▶ _PETUNJUK TUGAS_
[1] Jawab pertanyaan berikut berdasarkan teks tentang hak waris anak dalam kandungan:
(a) Surah dan ayat mana yang dikutip tentang ibu yang mengandung dengan susah payah?
(b) Apa yang dilakukan terhadap bagian warisan anak dalam kandungan sampai ia lahir?
(c) Apa syarat bernomor 1 agar anak dalam kandungan memperoleh harta waris?
[2] Sambung teks tentang hak waris anak dalam kandungan, mulai setelah kalimat terakhirnya.

▶ _SUMBER_
********
Monday, March 14, 2011

HAK WARIS ANAK DALAM KANDUNGAN

 
A.                 Pengertian Anak dalam Kandungan
Orang yang mengandung sering disebut dengan al-hamlu (hamil) dalam bahasa Arab merupakan bentuk masdar dari kata hamalat. Dan tercantum dalam Al quran surah Al-Ahqof : 15
kami perintahkan kepada manusia supaya berbuat baik kepada dua orang ibu bapaknya, ibunya yang mengandung dengan susah payah, dan melahirkan dengan susah payah pula”. Menurut istilah para fuqoha, yaitu janin yang dikandung dalam perut ibu baik laki-laki maupun perempuan”.[1]
Pada dasarnya apabila seseorang meninggal dunia dan diantara ahli warisnya terdapat anak yang masih dalam kandungan atau istri yang sedang menjalankan masa iddah dalam keadaan mengandung atau kandungan itu dari orang lain yang meninggal, maka anak yang dalam kandungan itu tidak memperoleh warisan bil fi’li, karena hidupnya ketikam uwar is meninggal tidak dapat dipastikan. Karena salah satu syarat dalam mewarisi yang harus dipenuhi oleh ahli waris adalah keberadaannya (hidup) ketika pewaris wafat. Dengan demikian bagi anak yang masih dalam kandungan ibunya belum dapat ditentukan hak waris yang diterimanya, karena belum dapat diketahui secara pasti keadaannya, apakah bayi itu akan lahir selamat atau tidak, laki-laki atau perempuan , satu atau kembar.[2]
Akan tetapi, tidak menutup kemungkinan kita dihadapkan pada ikhtiyar menyangkut kemaslahatan demi terpelihara hak anak, maka bagiannya dimawqufkan sampai dia lahir karena ada kemungkinan bahwa dia telah hidup ketikamuwar isnya meninggal. Atau pada keadaan darurat menyangkut kemaslahatan ahli waris yang mengharuskan disegerakan pembagian harta warisan dalam bentuk awal.[3] Oleh karena itu jika memungkinkan dapat menentukan isi kandungan dengan tes USG untuk mengetahui jenis kelamin dari anak tersebut maka disimpanlah bagian harta warisan untuknya. Karena anak dalam kandungan menjadi masalah dalam kewarisan karena ketidakpastian yang ada pada dirinya, sedangkan warisan dapat diselesaikan secara hukum jika kepastian itu sudah ada.[4]

B.                 Syarat Anak dalam Kandungan Memperoleh Harta Waris
Anak yang masih berada dalam kandungan ibunya termasuk ahli waris yang berhak menerima warisan sebagaimana ahli waris lainnya. Untuk merealisasikan hak kewarisan ini, diperlukan syarat-syarat berikut :
1.        Ketika muwaris meninggal, anak itu telah berwujud dalam rahim ibunya.
********
▶ _DATA_
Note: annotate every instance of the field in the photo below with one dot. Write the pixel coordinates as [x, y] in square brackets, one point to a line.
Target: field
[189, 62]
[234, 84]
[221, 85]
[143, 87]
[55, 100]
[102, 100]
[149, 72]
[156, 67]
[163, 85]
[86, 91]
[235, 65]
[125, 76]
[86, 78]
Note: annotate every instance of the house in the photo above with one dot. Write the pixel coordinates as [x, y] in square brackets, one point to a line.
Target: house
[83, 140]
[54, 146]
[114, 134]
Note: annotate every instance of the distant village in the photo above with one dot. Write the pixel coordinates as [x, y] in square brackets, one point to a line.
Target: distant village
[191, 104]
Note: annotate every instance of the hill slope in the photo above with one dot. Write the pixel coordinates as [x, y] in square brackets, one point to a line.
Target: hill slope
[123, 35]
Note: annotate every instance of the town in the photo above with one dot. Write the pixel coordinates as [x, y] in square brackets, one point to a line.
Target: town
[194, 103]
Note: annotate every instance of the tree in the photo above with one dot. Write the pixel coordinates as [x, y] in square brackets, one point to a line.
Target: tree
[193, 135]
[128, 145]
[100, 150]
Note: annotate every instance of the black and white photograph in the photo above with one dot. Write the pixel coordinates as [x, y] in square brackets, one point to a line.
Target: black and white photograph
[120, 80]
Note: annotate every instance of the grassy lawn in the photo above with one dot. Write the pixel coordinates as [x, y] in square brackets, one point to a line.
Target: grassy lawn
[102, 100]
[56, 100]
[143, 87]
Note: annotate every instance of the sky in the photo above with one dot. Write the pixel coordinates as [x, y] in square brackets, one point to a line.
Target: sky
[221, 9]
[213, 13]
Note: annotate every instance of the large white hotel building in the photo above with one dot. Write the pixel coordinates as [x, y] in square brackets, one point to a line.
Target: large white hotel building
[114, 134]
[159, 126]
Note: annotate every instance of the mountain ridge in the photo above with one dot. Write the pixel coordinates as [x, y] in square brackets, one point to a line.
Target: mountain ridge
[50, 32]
********
▶ _JAWABAN TUGAS_
[1]
(a) Surah Al-Ahqof ayat 15.
(b) Bagiannya dimawqufkan sampai ia lahir.
(c) Ketika muwaris meninggal, anak itu telah berwujud dalam rahim ibunya.

[2]
2.        Bayi yang ada dalam kandungan tersebut dilahirkan dalam keadaan hidup.
Penjelasan Pertma: Waris mewarisi bertujuan menggantikan kedudukan orang yang sudah meninggal dalam kepemilikan harta bendanya. Maka disyaratkan bayi tersebut telah terwujud supaya tergambar penggantian yang dimaksud. Tingkatan yang seminimal-minimalnya sebagai seorang pengganti ia harus sudah terwujud walaupun masih berada dalam kandungan ibunya. Ini karena sperma yang ada pada rahim itu, tidak akan hancur jika mempunyai zat hidup, sehingga ia dihukumi hidup.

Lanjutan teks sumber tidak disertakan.